Your task is to return the span of lines beginning at the one with "In this exercise you will place a marker on the apartment" and ending at the last line of the data, exactly as it stands.

"""

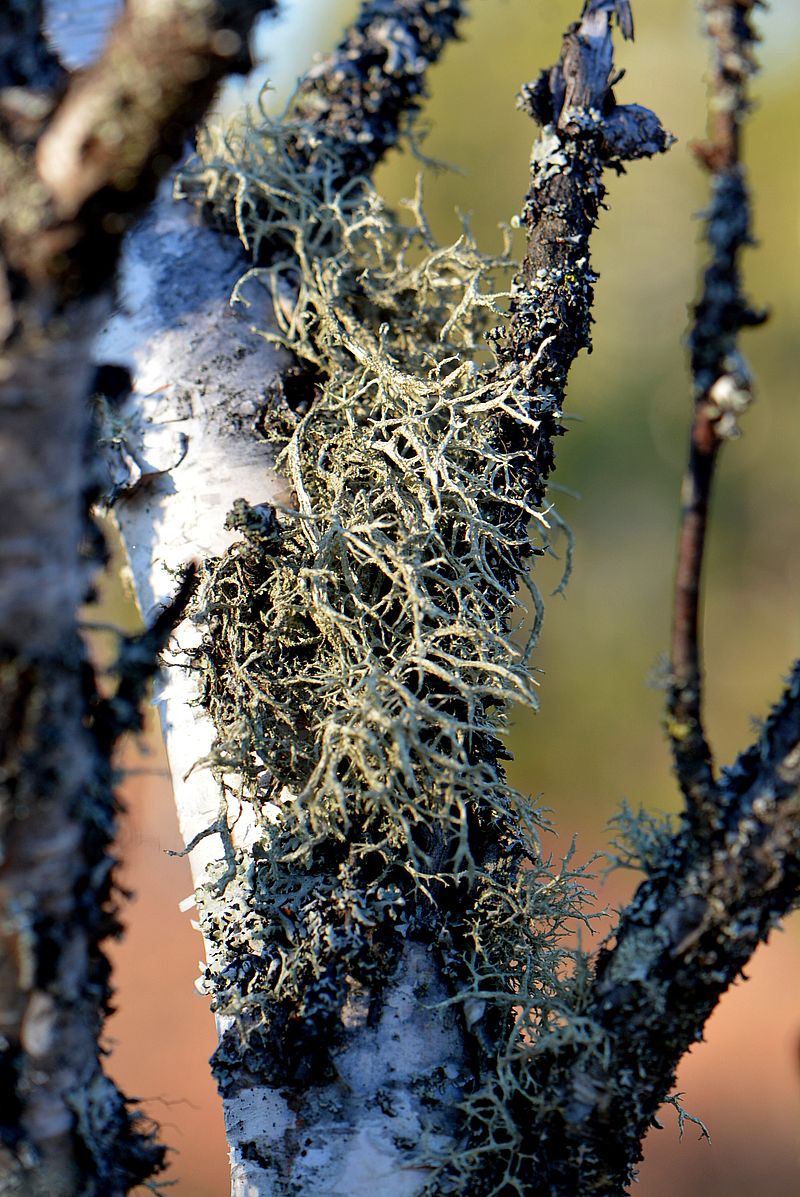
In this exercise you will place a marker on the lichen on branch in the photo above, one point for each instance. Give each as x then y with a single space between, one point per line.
359 654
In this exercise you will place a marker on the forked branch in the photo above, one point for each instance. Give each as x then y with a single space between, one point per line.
722 386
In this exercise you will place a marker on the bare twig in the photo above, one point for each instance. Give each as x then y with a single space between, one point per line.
722 387
120 127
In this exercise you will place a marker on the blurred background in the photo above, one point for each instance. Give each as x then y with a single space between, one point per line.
597 739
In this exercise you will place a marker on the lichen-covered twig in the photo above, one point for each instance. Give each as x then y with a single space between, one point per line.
722 387
694 924
358 657
358 96
115 132
356 102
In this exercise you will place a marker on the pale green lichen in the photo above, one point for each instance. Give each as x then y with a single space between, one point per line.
362 654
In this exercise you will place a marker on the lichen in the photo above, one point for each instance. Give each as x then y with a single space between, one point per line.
362 651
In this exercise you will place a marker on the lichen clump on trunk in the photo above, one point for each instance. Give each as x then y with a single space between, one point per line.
362 654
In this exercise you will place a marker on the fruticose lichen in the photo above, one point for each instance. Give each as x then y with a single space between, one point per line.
362 651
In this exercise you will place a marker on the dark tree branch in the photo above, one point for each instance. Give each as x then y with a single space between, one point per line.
714 889
686 936
120 127
355 101
722 387
358 95
26 61
66 196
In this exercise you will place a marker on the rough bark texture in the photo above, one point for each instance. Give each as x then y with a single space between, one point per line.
722 386
78 159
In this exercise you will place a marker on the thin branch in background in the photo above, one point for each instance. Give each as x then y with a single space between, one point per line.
67 194
722 387
356 99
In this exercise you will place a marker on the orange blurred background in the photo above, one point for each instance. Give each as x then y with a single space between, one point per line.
597 739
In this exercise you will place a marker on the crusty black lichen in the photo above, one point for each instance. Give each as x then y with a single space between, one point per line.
361 656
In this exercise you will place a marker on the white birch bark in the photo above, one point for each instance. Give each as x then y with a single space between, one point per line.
186 443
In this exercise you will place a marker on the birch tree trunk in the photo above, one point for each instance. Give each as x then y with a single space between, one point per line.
347 488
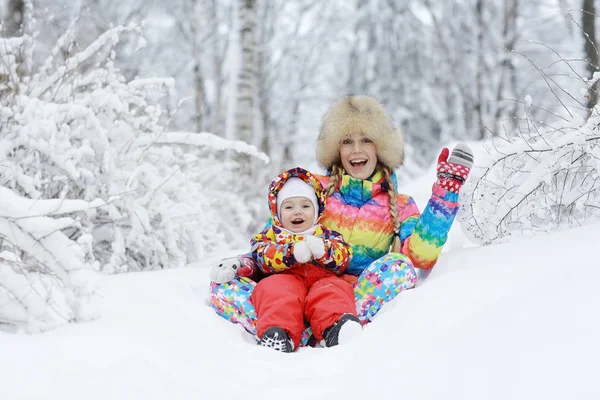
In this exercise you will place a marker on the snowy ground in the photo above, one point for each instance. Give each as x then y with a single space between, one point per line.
515 321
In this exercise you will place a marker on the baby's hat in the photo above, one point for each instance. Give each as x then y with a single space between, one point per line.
296 187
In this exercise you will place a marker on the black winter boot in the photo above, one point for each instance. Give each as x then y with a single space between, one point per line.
349 322
277 339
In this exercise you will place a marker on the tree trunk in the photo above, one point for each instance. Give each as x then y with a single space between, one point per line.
479 105
591 52
200 97
506 111
247 76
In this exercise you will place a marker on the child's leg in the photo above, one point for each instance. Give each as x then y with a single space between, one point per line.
231 300
279 301
327 300
380 282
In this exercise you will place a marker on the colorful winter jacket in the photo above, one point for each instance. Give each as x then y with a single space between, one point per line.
272 249
359 210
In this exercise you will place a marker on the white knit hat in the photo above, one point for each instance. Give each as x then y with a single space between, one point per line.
296 187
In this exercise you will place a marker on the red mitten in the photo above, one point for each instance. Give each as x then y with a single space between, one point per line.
247 269
453 171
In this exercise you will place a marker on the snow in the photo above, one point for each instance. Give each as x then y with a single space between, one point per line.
515 320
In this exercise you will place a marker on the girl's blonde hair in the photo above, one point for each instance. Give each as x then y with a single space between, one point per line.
336 175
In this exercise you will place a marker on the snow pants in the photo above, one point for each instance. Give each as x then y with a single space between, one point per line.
289 299
378 284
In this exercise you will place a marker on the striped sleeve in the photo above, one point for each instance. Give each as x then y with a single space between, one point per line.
270 256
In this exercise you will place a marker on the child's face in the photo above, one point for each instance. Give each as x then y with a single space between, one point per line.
297 214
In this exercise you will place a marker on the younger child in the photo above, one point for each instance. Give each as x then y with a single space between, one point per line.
302 261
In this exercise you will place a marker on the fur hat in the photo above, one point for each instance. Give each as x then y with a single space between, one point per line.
361 114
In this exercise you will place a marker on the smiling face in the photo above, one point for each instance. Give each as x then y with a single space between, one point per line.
359 155
297 214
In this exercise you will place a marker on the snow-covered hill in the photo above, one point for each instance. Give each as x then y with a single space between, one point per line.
514 321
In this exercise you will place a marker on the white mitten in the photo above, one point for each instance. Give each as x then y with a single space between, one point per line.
317 246
302 252
224 270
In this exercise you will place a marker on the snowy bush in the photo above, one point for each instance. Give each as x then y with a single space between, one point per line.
92 180
544 180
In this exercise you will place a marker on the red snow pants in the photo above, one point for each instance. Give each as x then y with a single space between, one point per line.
304 293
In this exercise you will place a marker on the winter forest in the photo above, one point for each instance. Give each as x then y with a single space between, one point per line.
141 135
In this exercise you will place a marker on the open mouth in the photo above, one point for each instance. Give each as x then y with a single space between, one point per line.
358 163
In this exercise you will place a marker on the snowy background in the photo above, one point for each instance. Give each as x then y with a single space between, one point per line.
137 140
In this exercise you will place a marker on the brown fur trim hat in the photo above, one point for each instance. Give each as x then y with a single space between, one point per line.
359 114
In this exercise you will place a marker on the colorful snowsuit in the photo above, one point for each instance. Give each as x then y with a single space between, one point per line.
359 210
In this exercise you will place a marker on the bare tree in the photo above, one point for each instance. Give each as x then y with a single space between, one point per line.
14 18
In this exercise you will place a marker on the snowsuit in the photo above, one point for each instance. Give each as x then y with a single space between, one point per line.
359 210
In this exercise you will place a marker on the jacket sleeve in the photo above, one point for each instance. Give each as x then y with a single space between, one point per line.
337 252
271 257
423 235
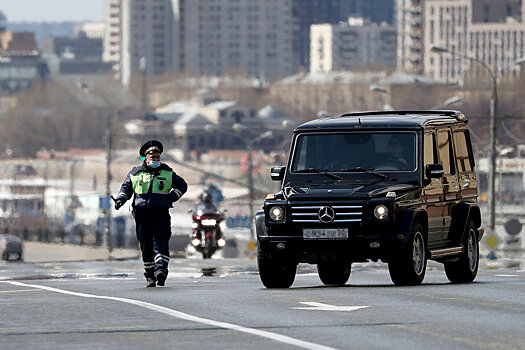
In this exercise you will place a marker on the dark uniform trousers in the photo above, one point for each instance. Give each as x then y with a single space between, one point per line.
153 233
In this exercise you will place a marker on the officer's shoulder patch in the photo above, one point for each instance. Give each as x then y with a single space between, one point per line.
166 167
135 170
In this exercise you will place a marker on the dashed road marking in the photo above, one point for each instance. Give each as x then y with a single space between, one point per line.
327 307
184 316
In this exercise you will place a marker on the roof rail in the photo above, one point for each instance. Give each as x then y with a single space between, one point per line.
448 113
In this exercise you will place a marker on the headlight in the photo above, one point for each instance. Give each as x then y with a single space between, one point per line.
381 212
276 213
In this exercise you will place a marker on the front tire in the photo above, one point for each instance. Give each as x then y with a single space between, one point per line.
409 266
275 272
334 273
466 268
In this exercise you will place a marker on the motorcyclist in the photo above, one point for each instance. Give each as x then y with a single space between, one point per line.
206 207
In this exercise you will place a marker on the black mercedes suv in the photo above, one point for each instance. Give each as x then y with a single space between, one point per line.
395 186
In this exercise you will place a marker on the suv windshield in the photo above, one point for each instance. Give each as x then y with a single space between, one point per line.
343 152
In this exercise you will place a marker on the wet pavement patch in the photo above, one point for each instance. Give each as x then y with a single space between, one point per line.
75 276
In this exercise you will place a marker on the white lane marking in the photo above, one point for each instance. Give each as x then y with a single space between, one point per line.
18 291
184 316
327 307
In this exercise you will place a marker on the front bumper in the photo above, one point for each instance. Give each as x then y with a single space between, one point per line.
358 247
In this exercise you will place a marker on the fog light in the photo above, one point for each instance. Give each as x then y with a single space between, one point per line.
276 213
381 212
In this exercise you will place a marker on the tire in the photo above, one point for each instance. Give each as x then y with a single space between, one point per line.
334 273
274 272
466 268
409 266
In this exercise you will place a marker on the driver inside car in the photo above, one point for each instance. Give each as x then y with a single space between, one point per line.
397 144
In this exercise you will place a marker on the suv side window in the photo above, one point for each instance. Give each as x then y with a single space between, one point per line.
462 151
429 149
445 152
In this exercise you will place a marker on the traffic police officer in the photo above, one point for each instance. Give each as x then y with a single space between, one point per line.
155 187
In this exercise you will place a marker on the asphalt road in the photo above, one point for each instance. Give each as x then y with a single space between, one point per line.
91 305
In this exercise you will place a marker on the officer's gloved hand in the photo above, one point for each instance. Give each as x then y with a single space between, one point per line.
118 203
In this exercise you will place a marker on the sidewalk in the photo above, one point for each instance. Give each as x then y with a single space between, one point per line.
36 252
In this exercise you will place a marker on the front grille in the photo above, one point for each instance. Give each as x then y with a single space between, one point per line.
302 213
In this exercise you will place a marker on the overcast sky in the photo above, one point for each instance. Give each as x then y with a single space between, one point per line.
53 10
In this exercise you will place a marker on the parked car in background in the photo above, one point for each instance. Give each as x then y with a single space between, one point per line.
11 247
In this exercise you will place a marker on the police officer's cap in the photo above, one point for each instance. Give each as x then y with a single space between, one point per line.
150 147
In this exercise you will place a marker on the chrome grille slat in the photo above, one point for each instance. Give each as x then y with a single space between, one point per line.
305 213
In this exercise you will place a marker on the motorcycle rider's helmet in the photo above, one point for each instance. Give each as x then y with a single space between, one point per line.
206 197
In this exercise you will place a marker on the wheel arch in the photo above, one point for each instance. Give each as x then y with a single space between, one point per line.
406 223
461 214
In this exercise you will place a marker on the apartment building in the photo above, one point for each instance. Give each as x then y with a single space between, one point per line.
221 36
489 31
306 13
92 30
112 34
148 38
200 36
357 43
410 36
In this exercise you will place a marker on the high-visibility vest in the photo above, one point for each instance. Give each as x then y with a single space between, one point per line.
161 182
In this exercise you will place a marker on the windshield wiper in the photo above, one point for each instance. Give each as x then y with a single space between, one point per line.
319 171
364 170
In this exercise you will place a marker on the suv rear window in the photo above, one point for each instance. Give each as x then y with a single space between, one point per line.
340 151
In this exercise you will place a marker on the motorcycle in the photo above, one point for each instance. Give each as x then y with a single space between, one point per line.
206 237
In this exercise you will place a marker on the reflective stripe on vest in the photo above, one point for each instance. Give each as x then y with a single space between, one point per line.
161 182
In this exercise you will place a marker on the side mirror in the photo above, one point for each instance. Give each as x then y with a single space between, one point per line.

"""

THE RESPONSE ::
In this exercise you will place a marker on the apartment building in the photo above, one point for each instance. Give each as x then y with a single space between, one point per line.
221 36
489 31
306 13
92 30
112 34
148 38
200 36
357 43
410 36
In this exercise you will place a marker on the high-visibility vest in the photo above, one point for each instance. Give each as x then y with a single space between, one point per line.
161 182
In this exercise you will place a marker on the windshield wiper in the photo above, one point for each instance. Give each as x then y with a single space between, one point per line.
319 171
364 170
In this exercise you will place a marker on the suv rear window in the photo above, one point for each instance. Give each as x then y with a single space between, one point per line.
340 151
In this exercise you will place a marker on the motorcycle in the photo above, one point for each instance. Give each as x then y with a single space between, one point per line.
206 237
In this exercise you will place a marker on the reflective stripe on vest in the photo above, one point for each instance. Give each as x then y with a single space between, one point per line.
161 182
In this exercise you will place a marker on the side mirror in the photo above, one point for each instance. Give each as x then y with a single space between, one point per line.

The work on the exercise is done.